Location identification listing
++++++
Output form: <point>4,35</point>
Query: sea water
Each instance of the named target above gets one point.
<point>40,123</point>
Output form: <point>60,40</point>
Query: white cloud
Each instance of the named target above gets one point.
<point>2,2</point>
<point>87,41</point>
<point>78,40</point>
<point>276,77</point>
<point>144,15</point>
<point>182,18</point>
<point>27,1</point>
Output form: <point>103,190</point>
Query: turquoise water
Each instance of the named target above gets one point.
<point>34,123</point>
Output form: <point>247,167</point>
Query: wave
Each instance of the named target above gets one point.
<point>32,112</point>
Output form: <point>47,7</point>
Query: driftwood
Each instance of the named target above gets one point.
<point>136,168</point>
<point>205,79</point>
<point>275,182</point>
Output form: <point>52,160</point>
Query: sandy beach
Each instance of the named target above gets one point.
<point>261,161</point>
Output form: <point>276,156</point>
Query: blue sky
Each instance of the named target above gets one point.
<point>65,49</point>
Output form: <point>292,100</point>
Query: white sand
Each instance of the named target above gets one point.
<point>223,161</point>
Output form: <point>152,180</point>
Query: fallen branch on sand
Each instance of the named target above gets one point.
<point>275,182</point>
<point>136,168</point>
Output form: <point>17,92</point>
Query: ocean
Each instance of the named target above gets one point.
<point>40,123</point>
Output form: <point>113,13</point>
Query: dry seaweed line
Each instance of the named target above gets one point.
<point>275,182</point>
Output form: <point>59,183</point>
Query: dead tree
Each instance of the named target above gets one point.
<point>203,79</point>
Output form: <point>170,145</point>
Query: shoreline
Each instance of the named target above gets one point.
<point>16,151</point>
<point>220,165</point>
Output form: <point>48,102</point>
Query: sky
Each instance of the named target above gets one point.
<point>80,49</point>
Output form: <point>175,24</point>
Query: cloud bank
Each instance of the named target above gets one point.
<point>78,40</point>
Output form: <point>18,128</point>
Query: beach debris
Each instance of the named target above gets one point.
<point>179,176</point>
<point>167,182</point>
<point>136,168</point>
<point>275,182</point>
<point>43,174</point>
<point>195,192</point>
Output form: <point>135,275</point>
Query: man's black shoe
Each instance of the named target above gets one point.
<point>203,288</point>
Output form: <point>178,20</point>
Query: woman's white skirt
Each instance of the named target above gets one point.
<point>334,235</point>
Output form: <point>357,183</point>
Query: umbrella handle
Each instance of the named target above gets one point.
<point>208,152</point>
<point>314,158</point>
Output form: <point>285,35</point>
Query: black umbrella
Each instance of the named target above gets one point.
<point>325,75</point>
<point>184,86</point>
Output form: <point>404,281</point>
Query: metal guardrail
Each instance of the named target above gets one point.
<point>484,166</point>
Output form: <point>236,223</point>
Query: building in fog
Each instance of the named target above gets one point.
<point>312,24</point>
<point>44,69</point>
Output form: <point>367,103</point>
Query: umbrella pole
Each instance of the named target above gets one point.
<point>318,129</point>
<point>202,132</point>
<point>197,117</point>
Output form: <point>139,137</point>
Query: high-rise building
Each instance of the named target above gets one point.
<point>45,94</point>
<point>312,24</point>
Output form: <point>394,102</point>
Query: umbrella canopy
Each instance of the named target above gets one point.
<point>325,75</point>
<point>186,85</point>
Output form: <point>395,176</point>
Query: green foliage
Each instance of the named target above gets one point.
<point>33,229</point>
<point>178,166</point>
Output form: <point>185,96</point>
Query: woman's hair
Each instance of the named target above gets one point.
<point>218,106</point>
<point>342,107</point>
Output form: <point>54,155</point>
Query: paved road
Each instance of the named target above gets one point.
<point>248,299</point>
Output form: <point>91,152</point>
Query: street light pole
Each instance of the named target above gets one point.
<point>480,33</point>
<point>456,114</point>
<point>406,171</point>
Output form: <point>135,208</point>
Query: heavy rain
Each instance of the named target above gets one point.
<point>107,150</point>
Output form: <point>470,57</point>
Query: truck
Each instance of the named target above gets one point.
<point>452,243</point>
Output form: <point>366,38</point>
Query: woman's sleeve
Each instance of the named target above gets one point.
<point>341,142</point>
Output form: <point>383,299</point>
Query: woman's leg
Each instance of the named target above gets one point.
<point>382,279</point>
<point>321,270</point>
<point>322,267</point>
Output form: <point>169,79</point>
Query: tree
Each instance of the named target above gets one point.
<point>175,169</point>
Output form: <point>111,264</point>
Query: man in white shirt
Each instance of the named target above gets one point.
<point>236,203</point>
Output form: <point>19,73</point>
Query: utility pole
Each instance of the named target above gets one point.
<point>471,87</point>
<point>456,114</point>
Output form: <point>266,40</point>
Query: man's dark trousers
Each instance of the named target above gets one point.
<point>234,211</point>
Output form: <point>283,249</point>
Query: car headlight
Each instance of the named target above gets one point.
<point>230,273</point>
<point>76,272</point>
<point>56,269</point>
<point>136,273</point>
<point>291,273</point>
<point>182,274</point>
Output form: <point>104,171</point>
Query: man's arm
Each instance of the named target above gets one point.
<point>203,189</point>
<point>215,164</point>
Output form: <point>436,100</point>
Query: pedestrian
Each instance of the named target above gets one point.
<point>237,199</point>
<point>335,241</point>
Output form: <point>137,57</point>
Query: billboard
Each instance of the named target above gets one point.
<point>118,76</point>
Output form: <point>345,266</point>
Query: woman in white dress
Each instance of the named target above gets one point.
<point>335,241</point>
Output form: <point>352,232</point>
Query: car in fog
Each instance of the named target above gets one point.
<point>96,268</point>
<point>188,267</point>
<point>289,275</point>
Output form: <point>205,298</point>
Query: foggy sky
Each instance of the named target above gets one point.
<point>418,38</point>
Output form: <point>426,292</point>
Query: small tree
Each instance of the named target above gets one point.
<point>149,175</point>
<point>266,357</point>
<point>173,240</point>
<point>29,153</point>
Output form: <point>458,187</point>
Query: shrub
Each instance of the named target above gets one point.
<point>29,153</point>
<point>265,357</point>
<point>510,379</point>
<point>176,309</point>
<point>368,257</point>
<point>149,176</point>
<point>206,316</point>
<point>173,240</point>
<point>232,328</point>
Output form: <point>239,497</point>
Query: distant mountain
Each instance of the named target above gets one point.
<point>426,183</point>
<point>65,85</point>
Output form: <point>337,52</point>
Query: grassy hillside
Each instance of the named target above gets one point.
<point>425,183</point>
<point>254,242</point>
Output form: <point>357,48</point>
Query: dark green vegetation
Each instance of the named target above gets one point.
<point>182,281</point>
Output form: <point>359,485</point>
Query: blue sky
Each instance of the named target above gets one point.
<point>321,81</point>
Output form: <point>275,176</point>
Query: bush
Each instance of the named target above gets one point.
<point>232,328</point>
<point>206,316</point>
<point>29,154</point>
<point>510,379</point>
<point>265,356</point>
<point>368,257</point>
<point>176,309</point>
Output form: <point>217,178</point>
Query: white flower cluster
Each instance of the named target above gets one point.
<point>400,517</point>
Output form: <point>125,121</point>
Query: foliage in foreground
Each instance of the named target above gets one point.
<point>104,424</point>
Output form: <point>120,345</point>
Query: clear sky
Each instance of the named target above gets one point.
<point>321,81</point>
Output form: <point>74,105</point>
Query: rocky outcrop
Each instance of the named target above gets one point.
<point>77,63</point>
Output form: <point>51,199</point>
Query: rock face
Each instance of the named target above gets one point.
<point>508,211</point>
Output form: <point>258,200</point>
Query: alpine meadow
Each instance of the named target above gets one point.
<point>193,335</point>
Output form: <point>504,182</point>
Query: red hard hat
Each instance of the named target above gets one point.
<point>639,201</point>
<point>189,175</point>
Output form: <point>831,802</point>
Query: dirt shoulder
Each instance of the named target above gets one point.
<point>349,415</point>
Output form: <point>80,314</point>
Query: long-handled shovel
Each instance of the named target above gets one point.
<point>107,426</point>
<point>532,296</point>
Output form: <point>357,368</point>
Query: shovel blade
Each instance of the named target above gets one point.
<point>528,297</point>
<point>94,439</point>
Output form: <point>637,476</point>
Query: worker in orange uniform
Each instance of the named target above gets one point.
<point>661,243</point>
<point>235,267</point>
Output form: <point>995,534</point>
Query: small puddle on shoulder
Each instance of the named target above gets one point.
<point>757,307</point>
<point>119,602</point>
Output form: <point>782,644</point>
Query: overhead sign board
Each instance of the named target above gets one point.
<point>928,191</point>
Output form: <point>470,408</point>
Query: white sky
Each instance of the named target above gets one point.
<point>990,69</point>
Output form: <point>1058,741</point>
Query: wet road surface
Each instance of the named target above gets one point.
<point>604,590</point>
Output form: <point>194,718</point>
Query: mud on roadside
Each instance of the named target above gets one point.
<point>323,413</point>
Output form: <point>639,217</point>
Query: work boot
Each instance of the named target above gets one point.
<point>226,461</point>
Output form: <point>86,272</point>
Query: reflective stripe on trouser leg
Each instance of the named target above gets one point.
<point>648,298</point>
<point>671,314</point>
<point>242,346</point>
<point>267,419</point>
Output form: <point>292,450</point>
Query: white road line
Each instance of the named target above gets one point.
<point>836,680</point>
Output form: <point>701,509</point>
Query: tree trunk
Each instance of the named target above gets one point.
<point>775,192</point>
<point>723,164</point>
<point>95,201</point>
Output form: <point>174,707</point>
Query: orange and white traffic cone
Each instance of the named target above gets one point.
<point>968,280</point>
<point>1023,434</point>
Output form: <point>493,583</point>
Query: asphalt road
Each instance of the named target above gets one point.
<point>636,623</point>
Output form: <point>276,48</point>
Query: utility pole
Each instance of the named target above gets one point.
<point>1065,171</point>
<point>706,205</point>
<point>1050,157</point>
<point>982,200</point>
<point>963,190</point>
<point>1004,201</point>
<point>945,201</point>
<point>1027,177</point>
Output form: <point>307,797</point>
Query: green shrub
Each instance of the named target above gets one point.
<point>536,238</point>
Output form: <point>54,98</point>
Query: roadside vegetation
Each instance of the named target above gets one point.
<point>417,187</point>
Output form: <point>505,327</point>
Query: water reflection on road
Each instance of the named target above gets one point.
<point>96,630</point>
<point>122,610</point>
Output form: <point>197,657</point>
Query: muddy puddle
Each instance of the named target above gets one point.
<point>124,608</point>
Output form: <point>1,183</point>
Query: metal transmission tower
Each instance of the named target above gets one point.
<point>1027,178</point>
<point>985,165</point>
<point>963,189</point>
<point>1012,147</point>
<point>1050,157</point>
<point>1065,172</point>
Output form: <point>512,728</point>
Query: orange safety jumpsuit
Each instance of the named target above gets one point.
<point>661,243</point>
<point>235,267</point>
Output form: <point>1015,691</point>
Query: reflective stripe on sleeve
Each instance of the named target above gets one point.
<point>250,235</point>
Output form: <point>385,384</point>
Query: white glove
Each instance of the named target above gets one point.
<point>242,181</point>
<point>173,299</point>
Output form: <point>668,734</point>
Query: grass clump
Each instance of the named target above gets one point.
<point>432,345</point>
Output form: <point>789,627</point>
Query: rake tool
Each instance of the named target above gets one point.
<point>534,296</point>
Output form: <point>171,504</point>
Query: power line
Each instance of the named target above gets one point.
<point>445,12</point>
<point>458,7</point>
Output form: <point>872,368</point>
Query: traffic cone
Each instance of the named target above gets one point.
++++++
* _EXERCISE BRIEF_: Rescale the listing from its start up to and including the line with "<point>32,112</point>", and reproduce every line with each coordinate in the answer points multiplied by 2.25 and rounded to a whole number, halves rounding up. Leave the requests and their sample output forms unchanged.

* _WRITTEN RESPONSE_:
Output form: <point>4,35</point>
Query: sea water
Each instance of the named target above gets one point.
<point>90,277</point>
Output form: <point>60,40</point>
Query: white cloud
Each instance of the named target above gets one point.
<point>5,5</point>
<point>196,92</point>
<point>176,90</point>
<point>621,173</point>
<point>324,34</point>
<point>410,41</point>
<point>61,2</point>
Output form: <point>103,190</point>
Query: turquoise water
Each instance of the named target above gets one point.
<point>77,277</point>
Output form: <point>247,167</point>
Query: wave
Each instance of the named target above gets one point.
<point>72,252</point>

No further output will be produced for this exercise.